Rows from a pointing dataset:

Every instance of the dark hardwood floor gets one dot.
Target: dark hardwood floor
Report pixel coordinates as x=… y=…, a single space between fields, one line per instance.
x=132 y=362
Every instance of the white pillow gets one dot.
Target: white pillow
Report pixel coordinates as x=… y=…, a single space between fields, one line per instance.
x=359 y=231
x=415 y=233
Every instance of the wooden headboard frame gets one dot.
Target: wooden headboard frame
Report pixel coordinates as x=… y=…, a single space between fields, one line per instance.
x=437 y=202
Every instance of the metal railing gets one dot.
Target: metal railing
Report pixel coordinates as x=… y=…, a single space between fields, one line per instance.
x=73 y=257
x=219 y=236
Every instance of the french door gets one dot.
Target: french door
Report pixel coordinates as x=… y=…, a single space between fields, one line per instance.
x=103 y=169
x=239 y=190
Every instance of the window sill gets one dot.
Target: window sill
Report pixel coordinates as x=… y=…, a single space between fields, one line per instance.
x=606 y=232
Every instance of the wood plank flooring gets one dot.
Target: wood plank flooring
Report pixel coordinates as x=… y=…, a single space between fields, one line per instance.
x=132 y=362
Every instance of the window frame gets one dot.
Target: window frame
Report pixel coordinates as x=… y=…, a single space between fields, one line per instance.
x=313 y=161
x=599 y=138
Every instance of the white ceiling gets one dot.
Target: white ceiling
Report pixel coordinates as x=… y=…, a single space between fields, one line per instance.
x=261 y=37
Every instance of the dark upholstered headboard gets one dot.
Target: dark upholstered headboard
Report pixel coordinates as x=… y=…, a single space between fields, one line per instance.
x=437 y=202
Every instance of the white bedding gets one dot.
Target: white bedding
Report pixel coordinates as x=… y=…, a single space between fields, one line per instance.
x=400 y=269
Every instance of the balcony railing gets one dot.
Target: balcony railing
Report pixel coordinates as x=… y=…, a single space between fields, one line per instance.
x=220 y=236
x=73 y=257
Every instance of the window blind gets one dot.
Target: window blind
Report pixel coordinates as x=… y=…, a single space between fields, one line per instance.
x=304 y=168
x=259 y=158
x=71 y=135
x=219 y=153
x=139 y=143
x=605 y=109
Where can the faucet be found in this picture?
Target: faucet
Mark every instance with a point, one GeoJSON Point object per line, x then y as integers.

The problem: Copy every one of the records above word for word, leaving nothing out and changing nothing.

Answer for the task:
Every instance of the dark hardwood floor gets one dot.
Target: dark hardwood floor
Report pixel coordinates as x=… y=…, a single space between fields, one line per instance.
x=132 y=362
Every instance of the white pillow gets one dot.
Target: white pillow
Report pixel coordinates as x=… y=…, a single space between fields, one line per instance.
x=359 y=231
x=415 y=233
Every instance of the wooden headboard frame gets one dot.
Target: wooden headboard frame
Report pixel coordinates as x=… y=…, a single space between fields, one line per instance.
x=437 y=202
Every instance of the metal railing gets one dot.
Target: metal railing
Report pixel coordinates as x=… y=…, a single space between fields, one line per instance.
x=73 y=257
x=219 y=236
Every instance of the french door gets one dot.
Target: french door
Report pixel coordinates as x=… y=…, a single space between fields, one line per instance.
x=103 y=169
x=239 y=190
Every instance of the window sill gets one dot.
Target: window sill
Report pixel coordinates as x=… y=…, a single space between fields, one line per instance.
x=606 y=232
Every instance of the wood plank flooring gets one dot.
Target: wood plank flooring
Report pixel coordinates as x=… y=…, a single space between fields, one line per instance.
x=132 y=362
Every instance of the window frame gets one dot.
Target: window frame
Report pixel coordinates as x=… y=…, a single space between fields, one line per instance.
x=313 y=161
x=599 y=138
Every instance of the white ceiling gets one dot.
Target: white ceiling
Report pixel coordinates as x=… y=…, a single space between fields, one line per instance.
x=261 y=37
Every instance of the dark upholstered headboard gets one dot.
Target: dark upholstered headboard
Report pixel coordinates as x=… y=…, a single space between fields, one line per instance.
x=437 y=202
Every instance of the white bedding gets one dot.
Target: white bedding
Report pixel coordinates as x=… y=…, a single space between fields, one line per instance.
x=400 y=269
Every instance of the balcony railing gets one dot.
Target: balcony railing
Report pixel coordinates as x=… y=…, a single space between fields, one line per instance.
x=220 y=236
x=73 y=257
Every instance of the window blind gets one dot.
Target: window blind
Report pixel coordinates as x=… y=…, a single space between fields, one line per instance.
x=304 y=168
x=259 y=158
x=71 y=135
x=219 y=153
x=139 y=143
x=605 y=109
Where can the faucet be found in this picture?
Target: faucet
Mark every instance with a point, one GeoJSON Point object per line, x then y as integers.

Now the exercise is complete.